WORK ITEM: Please carry on the discussion below about identifying people through biometrics, picking up right after its last line.

DOCUMENT SECTION:
────

Xeni Jardin at 5:56 am Wed, Apr 10, 2013
ADVERTISE AT BOING BOING!
Surely phrenology is a cheaper, more effective option: chances are if you’ve ever been a terror suspect, you’ve got a few skull fractures to show for it.
To be fair, this has nothing to do with phrenological personality assessments. This is about how you identify people who don’t have (or don’t care to reveal) legitimate forms of identification.
As I see it, there are three ways of doing it; fingerprints, DNA, or other biometrics. Fingerprints are problematic because they are commonly used for identifying criminals, and many people would object to being fingerprinted as a matter of course (it would be legal, I think, for immigration purposes but I still think it’s a bad idea). DNA has the same issues, but has the additional complication of protecting genetic privacy. “Other biometrics” such as using the iris or the vein pattern in a hand, offer some level of identification that is not currently associated with criminal behavior and doesn’t raise issues of medical confidentiality. So compared to the alternatives, It seems like a pretty good idea to me.
Remember; just because everything looks like a nail to a hammer, doesn’t mean it’s not actually a nail.

────

RECORDS SHOWN:
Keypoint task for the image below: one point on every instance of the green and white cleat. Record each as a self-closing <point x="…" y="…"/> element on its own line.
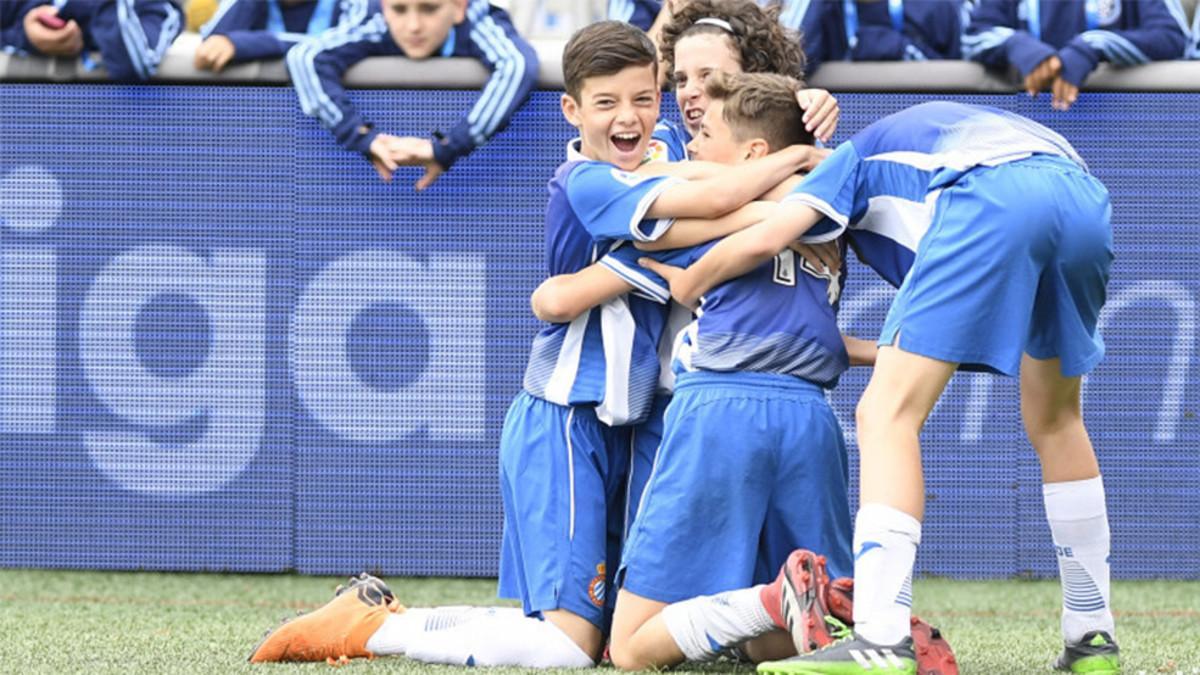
<point x="851" y="655"/>
<point x="1096" y="652"/>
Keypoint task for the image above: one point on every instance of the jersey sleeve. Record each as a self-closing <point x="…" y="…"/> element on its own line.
<point x="832" y="190"/>
<point x="1153" y="36"/>
<point x="623" y="262"/>
<point x="612" y="203"/>
<point x="672" y="139"/>
<point x="317" y="65"/>
<point x="514" y="64"/>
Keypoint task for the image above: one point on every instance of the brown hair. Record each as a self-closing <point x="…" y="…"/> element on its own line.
<point x="604" y="48"/>
<point x="761" y="106"/>
<point x="760" y="42"/>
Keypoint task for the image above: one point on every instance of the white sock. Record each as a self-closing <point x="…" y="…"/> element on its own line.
<point x="507" y="637"/>
<point x="885" y="551"/>
<point x="401" y="628"/>
<point x="1079" y="524"/>
<point x="703" y="627"/>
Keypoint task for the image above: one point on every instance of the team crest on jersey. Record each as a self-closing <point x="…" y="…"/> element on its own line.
<point x="655" y="151"/>
<point x="1108" y="11"/>
<point x="597" y="586"/>
<point x="630" y="179"/>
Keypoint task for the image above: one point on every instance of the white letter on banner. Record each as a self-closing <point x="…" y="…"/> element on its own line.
<point x="448" y="293"/>
<point x="1179" y="298"/>
<point x="30" y="203"/>
<point x="225" y="393"/>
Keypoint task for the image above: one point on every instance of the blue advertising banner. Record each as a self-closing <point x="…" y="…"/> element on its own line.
<point x="226" y="345"/>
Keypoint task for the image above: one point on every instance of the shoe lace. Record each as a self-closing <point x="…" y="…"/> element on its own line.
<point x="838" y="628"/>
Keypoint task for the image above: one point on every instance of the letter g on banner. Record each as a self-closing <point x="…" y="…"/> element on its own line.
<point x="220" y="389"/>
<point x="448" y="294"/>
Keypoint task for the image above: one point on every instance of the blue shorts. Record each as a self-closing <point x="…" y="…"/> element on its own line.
<point x="1015" y="261"/>
<point x="563" y="481"/>
<point x="751" y="467"/>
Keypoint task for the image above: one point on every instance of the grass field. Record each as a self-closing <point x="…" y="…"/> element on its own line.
<point x="139" y="622"/>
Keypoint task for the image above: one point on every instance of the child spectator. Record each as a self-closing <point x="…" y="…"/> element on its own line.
<point x="905" y="30"/>
<point x="1056" y="43"/>
<point x="251" y="30"/>
<point x="418" y="29"/>
<point x="130" y="35"/>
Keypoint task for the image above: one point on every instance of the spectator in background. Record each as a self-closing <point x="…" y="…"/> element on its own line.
<point x="905" y="30"/>
<point x="130" y="35"/>
<point x="1195" y="34"/>
<point x="558" y="19"/>
<point x="1056" y="43"/>
<point x="251" y="30"/>
<point x="822" y="27"/>
<point x="637" y="12"/>
<point x="418" y="29"/>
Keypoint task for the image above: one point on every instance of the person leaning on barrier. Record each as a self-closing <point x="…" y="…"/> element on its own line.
<point x="251" y="30"/>
<point x="1056" y="43"/>
<point x="130" y="35"/>
<point x="418" y="29"/>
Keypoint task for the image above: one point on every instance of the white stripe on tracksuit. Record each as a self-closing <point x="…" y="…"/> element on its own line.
<point x="145" y="59"/>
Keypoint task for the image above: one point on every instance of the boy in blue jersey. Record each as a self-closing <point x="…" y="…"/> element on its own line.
<point x="906" y="30"/>
<point x="130" y="35"/>
<point x="417" y="29"/>
<point x="251" y="30"/>
<point x="1000" y="242"/>
<point x="559" y="458"/>
<point x="1056" y="43"/>
<point x="736" y="357"/>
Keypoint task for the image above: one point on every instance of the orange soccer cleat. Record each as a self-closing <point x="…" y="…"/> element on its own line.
<point x="336" y="632"/>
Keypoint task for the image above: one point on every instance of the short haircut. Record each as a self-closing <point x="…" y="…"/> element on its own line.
<point x="605" y="48"/>
<point x="761" y="106"/>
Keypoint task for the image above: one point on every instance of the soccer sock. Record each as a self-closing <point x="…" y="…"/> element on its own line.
<point x="703" y="627"/>
<point x="505" y="637"/>
<point x="885" y="551"/>
<point x="1079" y="524"/>
<point x="399" y="629"/>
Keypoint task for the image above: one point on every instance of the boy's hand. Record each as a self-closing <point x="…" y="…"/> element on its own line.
<point x="827" y="255"/>
<point x="214" y="53"/>
<point x="1065" y="94"/>
<point x="66" y="41"/>
<point x="381" y="156"/>
<point x="1042" y="76"/>
<point x="821" y="112"/>
<point x="677" y="278"/>
<point x="408" y="151"/>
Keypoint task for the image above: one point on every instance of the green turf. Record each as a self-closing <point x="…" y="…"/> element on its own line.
<point x="138" y="622"/>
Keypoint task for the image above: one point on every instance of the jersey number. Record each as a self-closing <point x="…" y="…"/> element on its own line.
<point x="785" y="274"/>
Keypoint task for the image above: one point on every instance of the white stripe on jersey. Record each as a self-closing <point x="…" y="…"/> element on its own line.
<point x="903" y="221"/>
<point x="570" y="472"/>
<point x="617" y="330"/>
<point x="558" y="387"/>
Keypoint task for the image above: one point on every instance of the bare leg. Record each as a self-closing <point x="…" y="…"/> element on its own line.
<point x="581" y="631"/>
<point x="899" y="398"/>
<point x="640" y="638"/>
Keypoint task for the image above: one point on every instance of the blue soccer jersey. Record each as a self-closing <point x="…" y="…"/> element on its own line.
<point x="609" y="356"/>
<point x="779" y="318"/>
<point x="883" y="184"/>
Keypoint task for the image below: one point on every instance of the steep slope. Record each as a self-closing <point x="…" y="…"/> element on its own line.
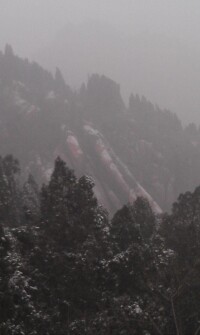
<point x="139" y="150"/>
<point x="157" y="66"/>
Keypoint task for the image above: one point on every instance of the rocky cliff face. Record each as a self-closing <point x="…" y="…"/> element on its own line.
<point x="128" y="151"/>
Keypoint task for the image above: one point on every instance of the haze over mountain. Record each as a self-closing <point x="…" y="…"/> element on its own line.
<point x="149" y="47"/>
<point x="159" y="67"/>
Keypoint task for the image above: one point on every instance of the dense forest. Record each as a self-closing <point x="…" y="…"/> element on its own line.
<point x="67" y="269"/>
<point x="86" y="245"/>
<point x="130" y="151"/>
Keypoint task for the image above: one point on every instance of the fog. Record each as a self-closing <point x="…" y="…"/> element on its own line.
<point x="150" y="47"/>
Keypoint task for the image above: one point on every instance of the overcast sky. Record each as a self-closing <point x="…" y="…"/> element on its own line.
<point x="28" y="24"/>
<point x="31" y="25"/>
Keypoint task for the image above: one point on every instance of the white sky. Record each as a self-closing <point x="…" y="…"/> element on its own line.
<point x="28" y="24"/>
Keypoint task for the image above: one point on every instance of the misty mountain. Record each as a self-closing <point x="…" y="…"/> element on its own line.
<point x="160" y="67"/>
<point x="139" y="150"/>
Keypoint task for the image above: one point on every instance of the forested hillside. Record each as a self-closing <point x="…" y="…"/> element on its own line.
<point x="65" y="268"/>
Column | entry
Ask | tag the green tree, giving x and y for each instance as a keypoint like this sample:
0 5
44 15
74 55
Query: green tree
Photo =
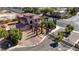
43 23
15 35
3 33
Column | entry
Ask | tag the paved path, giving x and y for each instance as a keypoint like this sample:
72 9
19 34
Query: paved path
44 46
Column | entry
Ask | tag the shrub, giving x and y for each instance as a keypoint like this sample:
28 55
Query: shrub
3 33
15 35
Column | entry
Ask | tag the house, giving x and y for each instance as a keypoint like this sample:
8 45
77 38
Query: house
26 19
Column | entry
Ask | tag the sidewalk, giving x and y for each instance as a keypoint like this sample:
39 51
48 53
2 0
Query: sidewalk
33 41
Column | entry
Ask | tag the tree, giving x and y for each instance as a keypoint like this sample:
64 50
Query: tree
3 33
69 28
15 35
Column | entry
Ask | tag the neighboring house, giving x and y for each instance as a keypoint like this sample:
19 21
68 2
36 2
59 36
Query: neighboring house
26 19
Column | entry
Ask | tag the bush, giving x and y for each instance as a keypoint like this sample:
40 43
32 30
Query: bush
59 36
3 33
15 35
69 28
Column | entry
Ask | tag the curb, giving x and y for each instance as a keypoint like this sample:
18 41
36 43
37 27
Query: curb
18 46
34 44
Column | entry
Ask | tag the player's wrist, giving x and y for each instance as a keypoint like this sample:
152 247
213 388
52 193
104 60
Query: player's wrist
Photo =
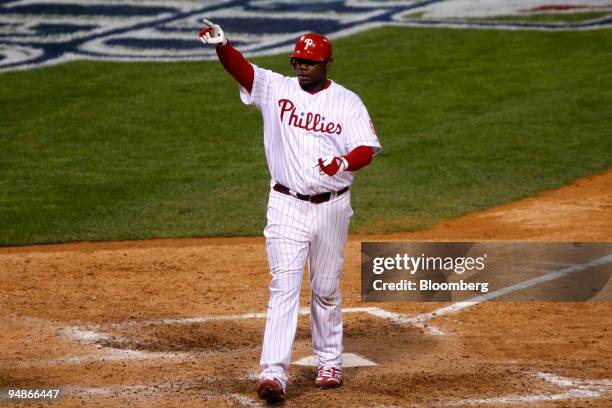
344 164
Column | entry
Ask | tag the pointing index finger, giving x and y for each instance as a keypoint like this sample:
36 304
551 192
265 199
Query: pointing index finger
208 23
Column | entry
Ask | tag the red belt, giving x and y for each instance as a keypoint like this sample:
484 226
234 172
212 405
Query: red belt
316 199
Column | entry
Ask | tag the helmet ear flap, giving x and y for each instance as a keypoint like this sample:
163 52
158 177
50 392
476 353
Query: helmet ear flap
314 47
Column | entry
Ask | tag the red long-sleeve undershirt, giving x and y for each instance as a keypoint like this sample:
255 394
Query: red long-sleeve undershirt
238 67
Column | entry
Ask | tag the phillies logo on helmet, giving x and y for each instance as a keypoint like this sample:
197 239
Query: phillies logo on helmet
308 43
312 47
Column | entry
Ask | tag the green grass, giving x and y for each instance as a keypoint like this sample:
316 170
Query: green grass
467 119
549 17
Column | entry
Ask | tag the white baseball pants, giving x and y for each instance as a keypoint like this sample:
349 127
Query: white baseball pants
300 231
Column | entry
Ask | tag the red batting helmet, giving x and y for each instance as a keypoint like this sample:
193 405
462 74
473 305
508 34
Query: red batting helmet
313 47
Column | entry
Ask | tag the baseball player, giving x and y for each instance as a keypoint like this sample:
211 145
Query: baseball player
316 135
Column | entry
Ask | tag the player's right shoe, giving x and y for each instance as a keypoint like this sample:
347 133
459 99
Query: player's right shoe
271 390
328 377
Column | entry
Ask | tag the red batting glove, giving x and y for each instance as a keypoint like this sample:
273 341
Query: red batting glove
332 165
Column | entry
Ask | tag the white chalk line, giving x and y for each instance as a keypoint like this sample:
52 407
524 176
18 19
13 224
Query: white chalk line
153 390
420 321
588 389
581 389
456 307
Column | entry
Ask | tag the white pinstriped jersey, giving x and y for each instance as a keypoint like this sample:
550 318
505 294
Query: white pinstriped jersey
300 128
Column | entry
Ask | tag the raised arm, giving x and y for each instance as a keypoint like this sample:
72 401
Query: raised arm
231 59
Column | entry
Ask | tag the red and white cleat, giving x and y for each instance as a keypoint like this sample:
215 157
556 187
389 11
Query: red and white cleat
328 377
271 390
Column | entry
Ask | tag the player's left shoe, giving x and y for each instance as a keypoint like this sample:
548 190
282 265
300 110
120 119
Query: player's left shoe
328 377
271 390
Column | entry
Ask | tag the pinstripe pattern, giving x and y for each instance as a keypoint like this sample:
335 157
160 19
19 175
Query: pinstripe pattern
299 232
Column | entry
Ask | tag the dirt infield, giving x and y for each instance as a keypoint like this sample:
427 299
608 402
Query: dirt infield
163 323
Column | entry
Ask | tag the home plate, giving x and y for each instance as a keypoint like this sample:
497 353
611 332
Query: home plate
348 360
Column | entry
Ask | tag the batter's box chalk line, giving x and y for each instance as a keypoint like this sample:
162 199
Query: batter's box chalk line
573 389
94 334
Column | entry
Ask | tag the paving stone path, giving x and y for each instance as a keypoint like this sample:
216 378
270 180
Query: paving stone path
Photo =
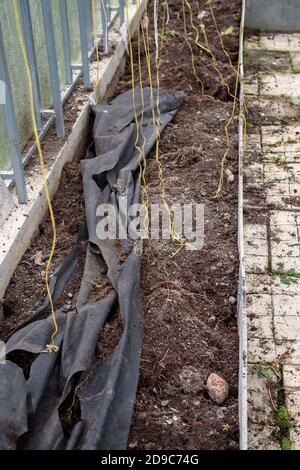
272 237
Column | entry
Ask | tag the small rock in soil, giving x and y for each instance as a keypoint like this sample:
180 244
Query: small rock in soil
230 176
191 380
217 388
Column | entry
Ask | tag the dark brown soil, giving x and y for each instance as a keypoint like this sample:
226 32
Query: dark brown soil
189 320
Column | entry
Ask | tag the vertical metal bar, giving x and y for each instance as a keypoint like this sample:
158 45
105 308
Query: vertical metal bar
66 40
108 11
90 23
84 43
104 25
121 11
54 76
30 49
11 127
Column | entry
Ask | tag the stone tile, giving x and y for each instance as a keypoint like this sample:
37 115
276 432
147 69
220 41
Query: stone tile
256 264
256 382
280 187
285 248
292 157
286 305
259 305
284 233
282 218
295 59
260 327
291 376
277 201
251 87
258 231
261 349
262 437
276 174
290 347
286 328
287 262
277 288
260 410
292 401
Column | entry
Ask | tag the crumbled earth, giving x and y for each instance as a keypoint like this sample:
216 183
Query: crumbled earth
189 318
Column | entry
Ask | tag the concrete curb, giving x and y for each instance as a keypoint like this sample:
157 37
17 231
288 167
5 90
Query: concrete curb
18 229
242 314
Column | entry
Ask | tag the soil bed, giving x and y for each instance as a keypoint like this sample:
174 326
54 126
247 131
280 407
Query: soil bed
189 320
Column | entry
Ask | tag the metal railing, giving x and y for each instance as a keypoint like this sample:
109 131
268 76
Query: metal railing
73 72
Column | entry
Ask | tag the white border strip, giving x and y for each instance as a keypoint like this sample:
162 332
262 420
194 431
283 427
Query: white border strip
242 314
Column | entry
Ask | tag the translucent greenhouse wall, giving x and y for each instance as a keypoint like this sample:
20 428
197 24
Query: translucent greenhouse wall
16 68
273 15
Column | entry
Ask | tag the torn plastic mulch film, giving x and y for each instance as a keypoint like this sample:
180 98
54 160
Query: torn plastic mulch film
38 390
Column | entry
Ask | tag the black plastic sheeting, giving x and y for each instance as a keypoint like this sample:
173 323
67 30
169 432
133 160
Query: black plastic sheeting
37 389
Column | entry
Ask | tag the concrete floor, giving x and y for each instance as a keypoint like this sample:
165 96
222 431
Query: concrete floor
272 237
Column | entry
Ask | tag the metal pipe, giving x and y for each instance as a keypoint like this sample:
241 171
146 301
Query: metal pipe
66 40
53 68
84 43
104 25
11 127
30 49
90 23
8 175
121 11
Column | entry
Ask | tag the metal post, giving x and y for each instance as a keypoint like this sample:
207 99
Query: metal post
11 126
104 25
90 25
121 11
30 49
84 43
66 39
54 76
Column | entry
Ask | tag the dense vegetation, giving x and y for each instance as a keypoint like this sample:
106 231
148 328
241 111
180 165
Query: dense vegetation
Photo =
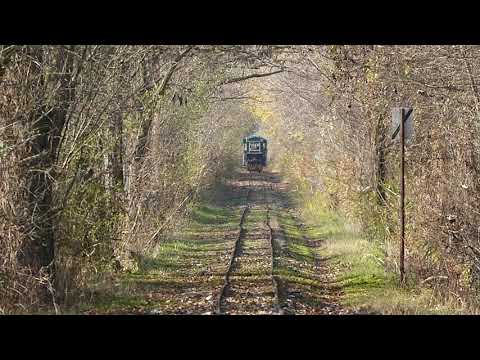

────

RESPONSE:
You’re assuming that biometrics works well enough to be useful in this context. Normally it’s all about the false positive rate, but in this case you’re checking to make sure that there isn’t a match so we’re interested in false negative rates, which biometric systems are far, far worse with. Once you throw in how easy it is to spoof these machines (to yield a negative, remember, not a positive) they quickly become useless. For example, if you ever feel like not being recognized by an iris scanner more often than not, try having a couple of drinks an hour earlier.
You think fingerprinting is a bad idea? I do too. Foreigners get fingerprinted every entry to the USA AND we get ripped off by ESTA for the privilege. I love going to the states once you get past ESTA, TSA and the hopelessly inefficient airports.
I didn’t realize we already fingerprint folks at the border – very interesting.
This is the way it starts, then suddenly you can’t swing a stick without hitting a Borg sympathizer.
Well, if it does come to pass, then what’s good for the goose is good for the gander. Senators, representatives, and CEO’s as well, I say. I think that would be of great benefit to society.
‘Slootly. And we need to keep cameras permanently watching those guys too.
Yet again I wish Stephen Jay Gould was still around.
When you sell hammers everybody’s problems are all nails.